- **Job**
Starting at the line containing "mirror in the photo above." and ending at the end of the records, write the text out again, substituting "footboard" for "headboard" and leaving everything else unchanged.

Point placement records
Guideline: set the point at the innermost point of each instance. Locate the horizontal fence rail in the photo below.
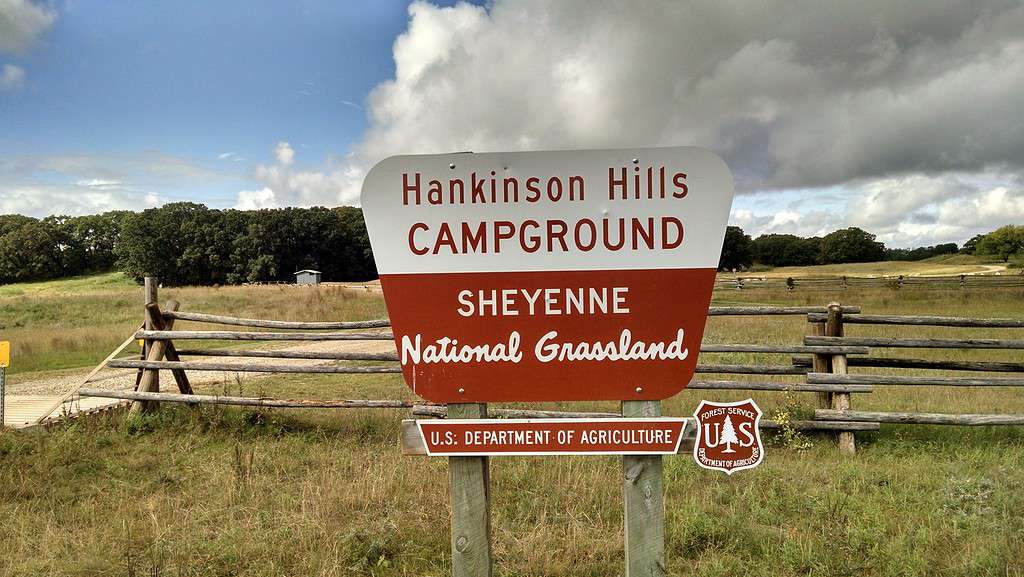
(245, 401)
(828, 378)
(1012, 280)
(920, 418)
(780, 386)
(246, 335)
(855, 319)
(251, 367)
(819, 364)
(310, 355)
(261, 323)
(894, 363)
(886, 342)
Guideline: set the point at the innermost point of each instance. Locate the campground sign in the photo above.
(548, 276)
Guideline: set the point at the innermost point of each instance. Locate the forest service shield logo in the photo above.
(728, 438)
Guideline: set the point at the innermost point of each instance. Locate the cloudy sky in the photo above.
(902, 118)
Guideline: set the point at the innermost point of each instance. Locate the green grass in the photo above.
(937, 265)
(73, 285)
(263, 493)
(77, 322)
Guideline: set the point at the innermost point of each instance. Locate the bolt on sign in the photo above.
(548, 276)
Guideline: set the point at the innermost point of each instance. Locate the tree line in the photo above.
(853, 245)
(189, 244)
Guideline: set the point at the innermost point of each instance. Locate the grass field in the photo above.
(936, 266)
(75, 323)
(229, 492)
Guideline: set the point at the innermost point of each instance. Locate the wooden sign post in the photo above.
(550, 276)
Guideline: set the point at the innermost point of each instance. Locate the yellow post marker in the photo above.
(4, 363)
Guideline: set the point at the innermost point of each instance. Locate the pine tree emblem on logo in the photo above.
(728, 438)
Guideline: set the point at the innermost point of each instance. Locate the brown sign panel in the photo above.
(548, 276)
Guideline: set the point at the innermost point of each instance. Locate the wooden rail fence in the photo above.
(1010, 279)
(823, 360)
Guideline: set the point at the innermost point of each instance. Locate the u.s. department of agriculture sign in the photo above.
(548, 276)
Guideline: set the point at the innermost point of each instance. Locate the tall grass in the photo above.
(264, 493)
(76, 323)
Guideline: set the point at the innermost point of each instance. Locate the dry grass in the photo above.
(55, 326)
(230, 492)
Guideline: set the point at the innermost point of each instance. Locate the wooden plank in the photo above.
(88, 378)
(752, 369)
(249, 367)
(919, 320)
(147, 380)
(716, 347)
(921, 418)
(914, 342)
(156, 319)
(247, 335)
(246, 401)
(781, 386)
(643, 495)
(820, 361)
(267, 324)
(772, 311)
(469, 483)
(825, 378)
(840, 401)
(878, 362)
(326, 356)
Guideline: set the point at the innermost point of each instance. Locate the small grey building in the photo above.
(307, 277)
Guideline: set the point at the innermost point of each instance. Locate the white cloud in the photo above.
(41, 200)
(337, 183)
(285, 154)
(891, 110)
(40, 186)
(11, 77)
(22, 23)
(252, 200)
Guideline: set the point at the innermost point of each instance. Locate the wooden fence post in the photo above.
(470, 487)
(150, 378)
(834, 327)
(643, 499)
(820, 363)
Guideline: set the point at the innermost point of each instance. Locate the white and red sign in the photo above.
(452, 438)
(550, 276)
(728, 436)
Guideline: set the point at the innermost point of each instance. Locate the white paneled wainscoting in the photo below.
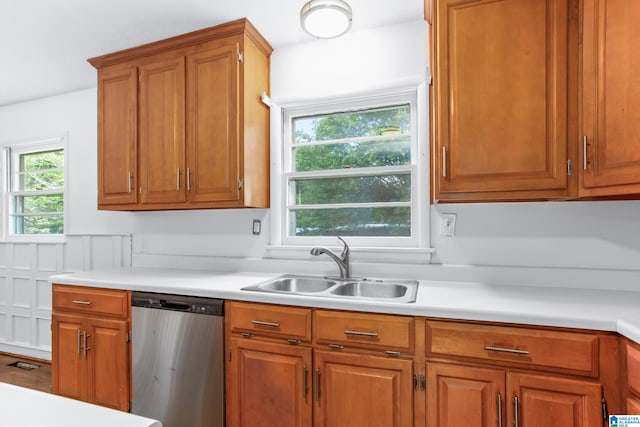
(25, 292)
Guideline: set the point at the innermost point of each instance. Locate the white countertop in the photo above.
(616, 311)
(23, 407)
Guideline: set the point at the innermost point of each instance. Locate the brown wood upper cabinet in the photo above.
(500, 99)
(535, 99)
(181, 124)
(610, 152)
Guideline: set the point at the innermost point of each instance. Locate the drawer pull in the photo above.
(317, 384)
(262, 323)
(361, 333)
(506, 350)
(304, 382)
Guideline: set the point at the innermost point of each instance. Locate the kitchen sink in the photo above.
(398, 291)
(371, 290)
(298, 285)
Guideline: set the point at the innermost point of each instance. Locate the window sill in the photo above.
(358, 254)
(33, 238)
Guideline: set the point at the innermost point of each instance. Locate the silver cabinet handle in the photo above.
(263, 323)
(444, 161)
(361, 333)
(585, 163)
(305, 371)
(84, 339)
(317, 385)
(506, 350)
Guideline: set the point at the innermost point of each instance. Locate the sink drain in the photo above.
(24, 365)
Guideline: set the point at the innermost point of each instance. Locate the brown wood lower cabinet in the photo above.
(90, 346)
(307, 367)
(470, 396)
(269, 384)
(280, 375)
(361, 390)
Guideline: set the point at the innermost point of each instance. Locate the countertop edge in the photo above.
(610, 311)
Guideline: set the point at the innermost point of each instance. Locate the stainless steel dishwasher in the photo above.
(178, 359)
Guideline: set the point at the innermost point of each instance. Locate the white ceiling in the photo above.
(45, 43)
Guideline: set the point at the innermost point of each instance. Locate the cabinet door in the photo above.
(359, 390)
(108, 363)
(212, 129)
(544, 400)
(161, 112)
(69, 376)
(117, 135)
(500, 99)
(269, 384)
(611, 96)
(464, 396)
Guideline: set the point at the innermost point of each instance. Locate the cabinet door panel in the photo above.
(500, 98)
(161, 111)
(68, 366)
(108, 363)
(117, 135)
(212, 131)
(363, 391)
(463, 396)
(611, 93)
(267, 384)
(553, 401)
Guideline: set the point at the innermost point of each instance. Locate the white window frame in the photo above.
(395, 249)
(10, 159)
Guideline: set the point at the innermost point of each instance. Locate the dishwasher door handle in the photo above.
(263, 323)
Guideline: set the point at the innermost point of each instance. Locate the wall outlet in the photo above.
(448, 225)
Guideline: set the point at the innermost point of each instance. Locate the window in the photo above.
(351, 170)
(35, 196)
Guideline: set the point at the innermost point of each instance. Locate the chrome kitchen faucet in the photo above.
(342, 260)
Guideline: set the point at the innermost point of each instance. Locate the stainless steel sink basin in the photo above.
(397, 291)
(298, 285)
(371, 290)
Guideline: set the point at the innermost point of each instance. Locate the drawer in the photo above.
(101, 302)
(270, 320)
(387, 332)
(557, 350)
(633, 369)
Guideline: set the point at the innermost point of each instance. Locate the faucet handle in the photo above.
(345, 250)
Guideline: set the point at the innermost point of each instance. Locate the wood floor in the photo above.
(37, 379)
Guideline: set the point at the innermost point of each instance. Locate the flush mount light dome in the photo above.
(326, 19)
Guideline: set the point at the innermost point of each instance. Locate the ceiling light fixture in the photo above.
(326, 19)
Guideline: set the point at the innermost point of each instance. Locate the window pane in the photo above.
(372, 122)
(361, 189)
(39, 225)
(39, 204)
(30, 181)
(376, 137)
(42, 160)
(382, 152)
(41, 170)
(387, 221)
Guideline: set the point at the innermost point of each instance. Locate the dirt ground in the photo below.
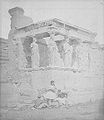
(88, 111)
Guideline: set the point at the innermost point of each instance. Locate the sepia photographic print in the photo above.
(51, 59)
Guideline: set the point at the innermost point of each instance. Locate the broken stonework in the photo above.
(18, 19)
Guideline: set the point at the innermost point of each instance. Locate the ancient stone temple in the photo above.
(54, 50)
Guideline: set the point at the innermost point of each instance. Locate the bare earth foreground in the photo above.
(88, 111)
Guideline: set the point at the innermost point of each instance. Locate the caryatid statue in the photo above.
(55, 59)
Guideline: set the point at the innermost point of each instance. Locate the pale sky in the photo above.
(88, 14)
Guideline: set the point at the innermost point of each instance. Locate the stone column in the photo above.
(35, 54)
(55, 58)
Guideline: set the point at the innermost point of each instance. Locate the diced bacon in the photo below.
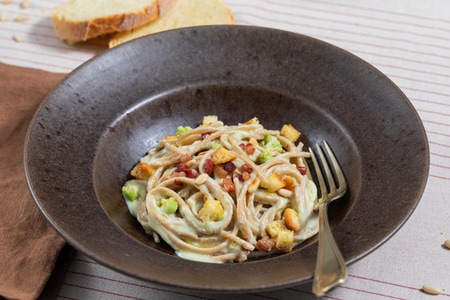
(208, 166)
(302, 170)
(246, 168)
(248, 148)
(229, 167)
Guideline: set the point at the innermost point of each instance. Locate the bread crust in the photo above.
(79, 31)
(226, 17)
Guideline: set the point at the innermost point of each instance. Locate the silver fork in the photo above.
(330, 265)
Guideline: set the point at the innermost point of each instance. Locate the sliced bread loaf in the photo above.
(80, 20)
(185, 13)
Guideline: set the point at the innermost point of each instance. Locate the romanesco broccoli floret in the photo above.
(133, 189)
(271, 144)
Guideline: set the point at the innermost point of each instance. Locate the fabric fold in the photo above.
(29, 245)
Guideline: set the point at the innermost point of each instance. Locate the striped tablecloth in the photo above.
(408, 40)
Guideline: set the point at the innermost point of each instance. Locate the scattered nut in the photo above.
(25, 4)
(254, 185)
(21, 18)
(430, 289)
(447, 244)
(285, 193)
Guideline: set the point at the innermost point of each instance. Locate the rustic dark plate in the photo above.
(106, 114)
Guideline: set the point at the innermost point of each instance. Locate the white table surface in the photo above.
(408, 40)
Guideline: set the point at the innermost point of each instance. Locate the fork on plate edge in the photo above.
(330, 268)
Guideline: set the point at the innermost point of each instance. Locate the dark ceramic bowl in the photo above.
(106, 114)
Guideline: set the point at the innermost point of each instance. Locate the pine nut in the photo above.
(285, 193)
(254, 185)
(430, 289)
(25, 4)
(201, 179)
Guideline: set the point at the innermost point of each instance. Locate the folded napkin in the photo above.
(28, 244)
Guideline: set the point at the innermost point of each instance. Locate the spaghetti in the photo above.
(217, 193)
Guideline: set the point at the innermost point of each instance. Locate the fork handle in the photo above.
(330, 265)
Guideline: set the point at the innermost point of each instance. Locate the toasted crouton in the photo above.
(273, 183)
(289, 132)
(222, 155)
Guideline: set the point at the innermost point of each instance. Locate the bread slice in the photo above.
(185, 13)
(80, 20)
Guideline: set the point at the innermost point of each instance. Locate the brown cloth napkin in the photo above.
(28, 244)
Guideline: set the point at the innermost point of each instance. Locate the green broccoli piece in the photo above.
(183, 129)
(132, 190)
(271, 144)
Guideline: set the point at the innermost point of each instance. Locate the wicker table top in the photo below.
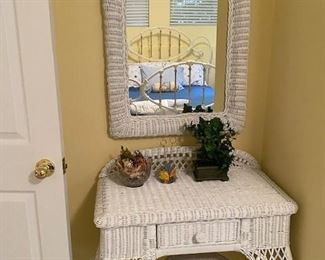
(248, 194)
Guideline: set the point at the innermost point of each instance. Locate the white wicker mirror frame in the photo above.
(122, 124)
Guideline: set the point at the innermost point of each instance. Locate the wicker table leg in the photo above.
(283, 253)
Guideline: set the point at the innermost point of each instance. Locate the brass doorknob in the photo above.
(44, 168)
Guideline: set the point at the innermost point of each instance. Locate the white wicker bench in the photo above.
(249, 214)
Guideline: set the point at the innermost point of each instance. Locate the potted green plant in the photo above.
(216, 151)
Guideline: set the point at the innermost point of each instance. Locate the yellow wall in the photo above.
(80, 57)
(294, 146)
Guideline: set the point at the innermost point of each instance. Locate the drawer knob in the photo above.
(200, 237)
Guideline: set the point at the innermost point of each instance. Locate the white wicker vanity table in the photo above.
(249, 214)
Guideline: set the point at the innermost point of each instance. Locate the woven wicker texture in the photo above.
(248, 194)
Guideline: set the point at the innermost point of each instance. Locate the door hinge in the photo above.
(64, 165)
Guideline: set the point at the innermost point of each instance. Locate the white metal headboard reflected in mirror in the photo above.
(154, 73)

- **Task output**
Guideline: set the point at the innermost point of each instance. Locate the white metal footboard reflected in mirror in the photo above.
(154, 73)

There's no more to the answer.